Fragmento:
Lo encontraron sin vida en su finca de Cáceres, rodeado de campos de maíz y de frío.

Había tomado la alternativa en Alicante, a los 18 años, el 24 de junio de 1971. Padrino Luis Miguel Dominguín y testigo El Viti.

Enrique Ponce acaba de escribir que era “de los toreros más grandes de la historia. La versión más artística de lo que es el toreo”.

Hay pocos toreros de época. En la bruma de la leyenda, Pedro Romero de Ronda, el iniciador del toreo moderno (del que Hemingway tomaría el nombre para su mítica novela ambientada en España, The Sun Also Rises, o Fiesta), Joselito y Belmonte, acaso El Gallo, Manolete, Dominguín y Ordóñez. Hay muchos otros, magníficos, pero un poco por debajo de la leyenda.

Conocí a José Mari un día de 1977, fuimos a comer, nos quedamos hablando hasta las cinco de la mañana, y nos hicimos amigos para siempre.

Era un amigo infalible y tenía una intuición también infalible. Era generoso pero desconfiado. “Los toros vienen de frente, la gente de costado”, me decía. Como si hubiera leído la advertencia de André Gide: “no creer en el Diablo es darle todas las desventajas de sorprendernos”.

Pasé a lo largo de los años muchas horas inolvidables con él. Recuerdo unos días de campo en su primera finca de Medina Sidonia, en un febrero sin ferias de toros, yendo de Los Alburejos de don Alvaro Domecq a donde Cebada Gago, a hablar solamente de toros. O una noche en Málaga, comiendo en el puerto con El Cordobés, completamente chalado y enamorado de una niña divina pero que debía tener a todo dar quince años. O en Lima otra noche con Paco de Lucía, después que Manzanares se lanzara a bailar en el escenario bajo el mandato esclarecido de su guitarra. O un almuerzo al borde del mar con Fernando Graña, hablando los tres otra vez solo de toros.

En octubre de 1981 me dijo: “Mi padrino está aquí, quiero verlo”. Llamé a Manuel Ulloa, en cuya casa se alojaba Dominguín, y nos invitó a comer.

Manzanares idolatraba a Luis Miguel, pero no era un torero “Dominguín”. Era un torero “Ordóñez”, el cuñado rival de Luis Miguel. Se ha dicho que hay dos clases de pintores: pintores de las formas (como Picasso) y pintores de los colores (como Matisse). Hay también toreros “dominadores” (como Luis Miguel) y toreros “artistas” (como Ordóñez). José Antonio Del Moral, que escribió un lindo libro sobre José Mari, acaba de decir que este era “un romántico controlado por un clásico”.

Material proporcionado:

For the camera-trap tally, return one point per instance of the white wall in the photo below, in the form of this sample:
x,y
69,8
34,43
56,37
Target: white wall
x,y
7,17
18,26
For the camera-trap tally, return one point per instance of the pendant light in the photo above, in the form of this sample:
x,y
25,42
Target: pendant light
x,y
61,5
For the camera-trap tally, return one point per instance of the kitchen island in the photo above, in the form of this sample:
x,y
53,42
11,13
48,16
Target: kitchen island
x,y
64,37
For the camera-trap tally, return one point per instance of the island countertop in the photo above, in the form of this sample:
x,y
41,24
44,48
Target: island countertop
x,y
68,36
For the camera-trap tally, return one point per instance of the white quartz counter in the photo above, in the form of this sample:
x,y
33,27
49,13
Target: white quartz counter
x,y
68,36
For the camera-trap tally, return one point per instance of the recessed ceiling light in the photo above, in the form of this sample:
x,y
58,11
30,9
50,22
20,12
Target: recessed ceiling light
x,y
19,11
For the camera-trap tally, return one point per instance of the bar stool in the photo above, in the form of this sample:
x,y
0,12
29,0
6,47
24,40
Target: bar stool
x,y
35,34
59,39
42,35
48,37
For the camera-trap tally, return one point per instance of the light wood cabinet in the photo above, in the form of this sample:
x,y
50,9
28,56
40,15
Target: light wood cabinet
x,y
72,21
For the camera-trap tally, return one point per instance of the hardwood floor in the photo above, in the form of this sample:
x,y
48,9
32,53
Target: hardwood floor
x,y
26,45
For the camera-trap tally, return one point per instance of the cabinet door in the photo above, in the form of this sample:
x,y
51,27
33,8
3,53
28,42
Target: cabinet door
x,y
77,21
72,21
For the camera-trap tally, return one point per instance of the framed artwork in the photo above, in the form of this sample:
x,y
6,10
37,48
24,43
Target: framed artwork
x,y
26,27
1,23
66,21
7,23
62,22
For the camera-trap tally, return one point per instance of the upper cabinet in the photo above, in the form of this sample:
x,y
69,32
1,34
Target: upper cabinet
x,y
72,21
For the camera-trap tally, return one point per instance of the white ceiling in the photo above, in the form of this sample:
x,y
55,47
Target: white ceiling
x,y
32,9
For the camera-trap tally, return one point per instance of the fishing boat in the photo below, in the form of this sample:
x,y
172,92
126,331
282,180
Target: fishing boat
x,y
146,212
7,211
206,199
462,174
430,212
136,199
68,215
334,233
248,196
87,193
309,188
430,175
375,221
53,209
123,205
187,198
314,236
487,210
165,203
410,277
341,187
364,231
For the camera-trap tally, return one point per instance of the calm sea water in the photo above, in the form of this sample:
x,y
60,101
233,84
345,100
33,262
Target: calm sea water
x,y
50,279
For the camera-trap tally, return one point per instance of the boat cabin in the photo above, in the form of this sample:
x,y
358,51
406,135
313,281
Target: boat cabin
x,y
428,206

Lo que se pide:
Por favor, reproduce literalmente el pasaje del fragmento sobre Manzanares que empieza con "Enrique Ponce acaba" y continúa hasta "amigos para siempre.".

Respuesta del ejercicio:
Enrique Ponce acaba de escribir que era “de los toreros más grandes de la historia. La versión más artística de lo que es el toreo”.

Hay pocos toreros de época. En la bruma de la leyenda, Pedro Romero de Ronda, el iniciador del toreo moderno (del que Hemingway tomaría el nombre para su mítica novela ambientada en España, The Sun Also Rises, o Fiesta), Joselito y Belmonte, acaso El Gallo, Manolete, Dominguín y Ordóñez. Hay muchos otros, magníficos, pero un poco por debajo de la leyenda.

Conocí a José Mari un día de 1977, fuimos a comer, nos quedamos hablando hasta las cinco de la mañana, y nos hicimos amigos para siempre.